# Задания к выполнению
A - Изложите в двух предложениях отрывок о терминологии для народов Российской империи.
B - Перепишите без изменений строки записей, начиная со строки, где есть «antenna with a single point, one per instance.», и заканчивая концом записей.

***** Приведённый отрывок *****

Многообразие подходов нашло выражение в терминологии, используемой для описания положения основных категорий населения. Культурная иерархия этносов Российской империи определяла степень «инаковости», основанную на различиях жизненных укладов, религии, языка. В исторических реалиях XVIII-XIX вв. ее можно представить в виде системы контактных зон, расходящихся от «своего» центрального

круга русских вовне ко все более чуждому. Подданные государя вначале были юридически разделены на две группы: природных («натуральных») и инородцев (иноплеменников, аллогенов). Вначале речь шла о конфессионально-религиозном факторе, всегда бывшем официальным критерием разграничений, но подчинявшемся сословному принципу. Некоторое время нехристиане выделялись как «иноверцы». Просвещенный абсолютизм Екатерины II снизил значение религии и выдвинул на первый план эволюционистски понятый критерий жизненного уклада, в первую очередь, разграничение прогрессивного оседлого образа жизни и отсталого кочевого уклада, обусловившего возникновение термина «инородец»[1]. Подобный подход в отечественном историческом знании начал складываться с конца XVШ в., после путешествия Екатерины II в татарский Крым, тогда же в России стали появляться стереотипы «инаковости» и образ «другого» как онтологически отличного от норм доминирующей европейской культуры[2]. Фактом, подтверждающим подобные оценки являются этнографические инструкции которые Герард Фридрих Миллер получил от Санкт-Петербургской Академии наук в 1773 г., отправляясь в экспедицию с целью описания населения, быта и нравов народов Сибири. Инструкции, содержали 11 пунктов для «особого внимания» и базировались на д, аламберовском принципе великой инвентаризации XVIII в. - «искусстве сведения, насколько это возможно, большего числа явлений к одному, которое можно считать их принципом». Некоторые составляющие анализа казались значимее других и служили организующими принципами ориентированиями для сравнения. Чтобы описать определенную нацию, исследователь должен был знать, где кончается одна нация и начинается другая: иначе говоря: он должен был найти этнический эквивалент линеевских пестиков и тычинок, создав сложную, но полную иерархию социальных характеристик. Социальные представления о населении отдаленных окраин органично связывались с освоением вновь приобретенных территорий. В отличие от многих колониальных держав Запада российская колонизация была направлена не на уничтожение и искоренение населения колонизуемых земель, а на его «природнение», превращение «чужих» в «своих». Наиболее романтизированным выглядело содержание термина «туземцы», отразившее распространение концепции «благородного дикаря» (Ж.Ж. Руссо) и философско-антропологических идей Просвещения и эволюционистских доктрин (Ф. Лафито, А. Тюрго)[3]. Предложенная схема эволюции человечества размещала одновременно

существующие народы и культуры на исторической шкале. «Свои», отечественные, туземцы благодаря этим идеям стали восприниматься как осколки населения далеких эпох, «живая старина» [4]. В результате возникла ситуация, в которой «размытость» терминологических понятий «туземцы», «инородцы», «иноверцы» привела к их выраженной идентификации в российской исторической науке [5]. В различные исторические эпохи термины «туземцы», «инородцы», «иноверцы», ассоциируемые с народами, интегрируемыми в структуру империи, обусловили появление симбиозного понятия «коренные народы». Все эти представления не могли не отразиться на используемой историками терминологии и в современной исторической науке. Проведенный анализ позволяет выявить основные направления и интенсивность развития терминологии. Термин «туземцы» параллельно с термином «инородцы» использовался уже на раннем этапе освоения Сибири и азиатского Севера. Семантика этого термина достаточно очевидна: туземцы - это население «тех земель». В словаре

В. И. Даля этот термин определяется как «здешний, тамошний уроженец, природный житель страны» [6]. Одно из предложенных им значений слова «земля» имеет отношение к семантике корня в термине «туземец»- «участок поверхности земли нашей, по природным отношениям своим, или по праву владения, составляющий особняк».

***** Представленные записи *****

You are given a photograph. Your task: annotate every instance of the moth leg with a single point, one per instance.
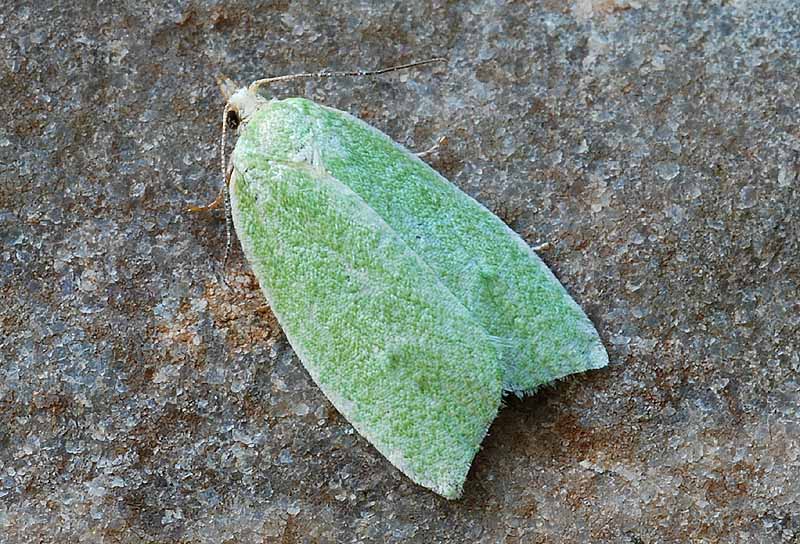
(441, 141)
(220, 200)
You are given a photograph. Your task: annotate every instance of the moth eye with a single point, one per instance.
(232, 120)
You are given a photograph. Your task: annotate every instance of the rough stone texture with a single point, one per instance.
(654, 144)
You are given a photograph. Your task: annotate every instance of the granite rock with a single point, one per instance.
(654, 145)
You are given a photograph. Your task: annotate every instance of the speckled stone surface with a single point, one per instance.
(655, 145)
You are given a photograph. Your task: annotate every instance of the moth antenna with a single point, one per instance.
(226, 194)
(357, 73)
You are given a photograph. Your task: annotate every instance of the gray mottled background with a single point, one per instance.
(655, 144)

*****

# Полные решения
A - В XVIII–XIX вв. подданных Российской империи делили на природных жителей и инородцев: сначала основным критерием была религия, а при Екатерине II на первый план вышло противопоставление оседлого и кочевого уклада. Термины «туземцы», «инородцы», «иноверцы», обозначавшие народы, включаемые в структуру империи, обусловили появление симбиозного понятия «коренные народы».

B -
You are given a photograph. Your task: annotate every instance of the moth antenna with a single point, one per instance.
(226, 194)
(357, 73)
You are given a photograph. Your task: annotate every instance of the gray mottled background with a single point, one per instance.
(655, 144)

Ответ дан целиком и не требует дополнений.